What needs to be done
Extract every text line of the listing below verbatim, in its original order. Omit the pictures from the output.

-- Start Supplied material --

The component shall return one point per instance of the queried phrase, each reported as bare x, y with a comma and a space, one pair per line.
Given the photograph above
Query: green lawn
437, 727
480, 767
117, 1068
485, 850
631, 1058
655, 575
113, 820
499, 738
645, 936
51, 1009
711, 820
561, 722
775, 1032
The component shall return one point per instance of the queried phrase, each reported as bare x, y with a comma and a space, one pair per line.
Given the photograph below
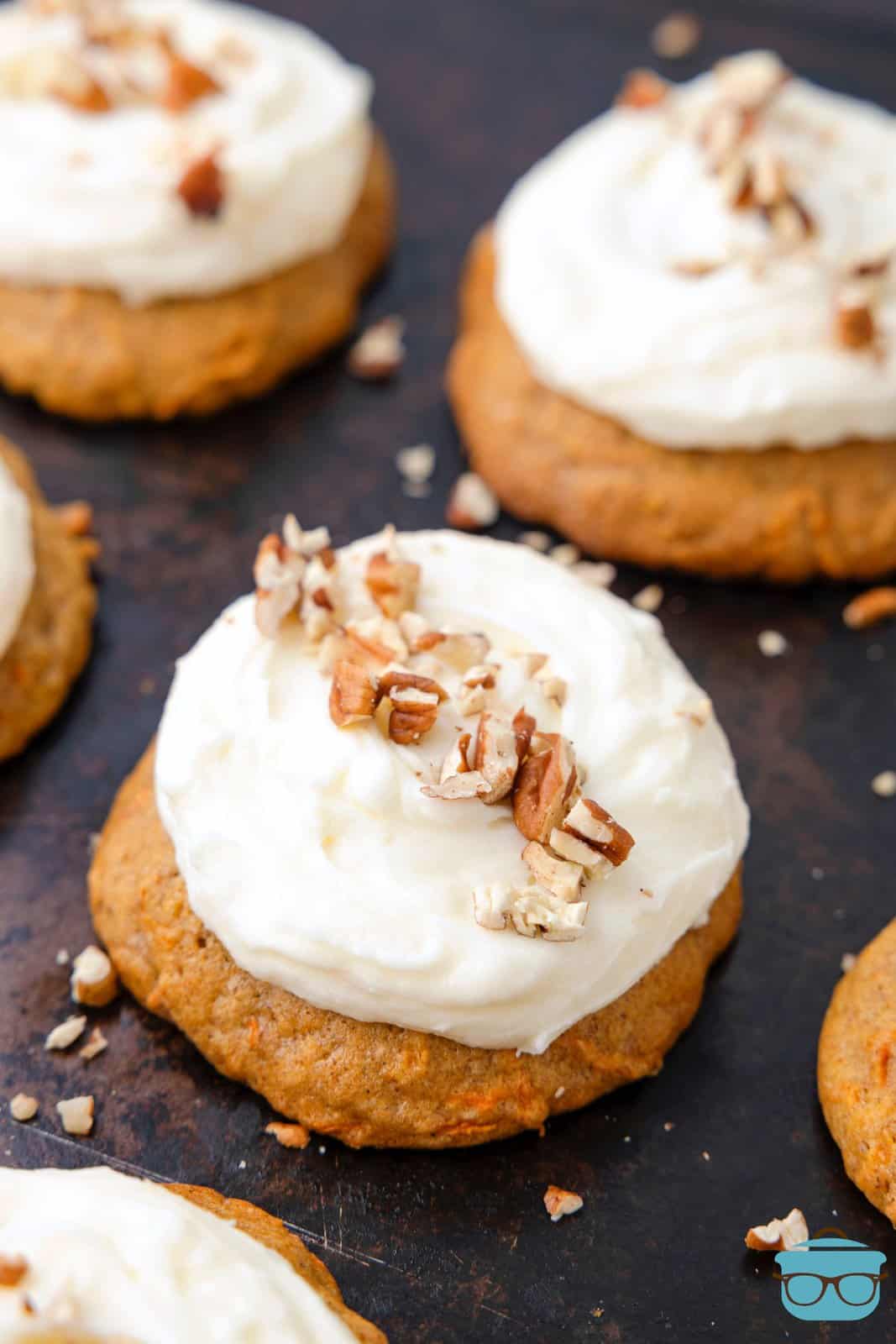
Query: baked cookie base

-- End Supplied material --

Solution to the problem
The component shall return one point per instance of the queried phrase, each reported as bare x, y with a comma and a space, one pair per line.
Given the photograph above
Query: green lawn
437, 727
480, 767
117, 1068
485, 850
631, 1058
655, 575
113, 820
499, 738
645, 936
51, 1009
711, 820
561, 722
775, 1032
The component shall return one point per instance of the queried phrase, each reported as bare x, y with a comma and a space, one pair per line.
Given the photograph below
Query: baked cookie base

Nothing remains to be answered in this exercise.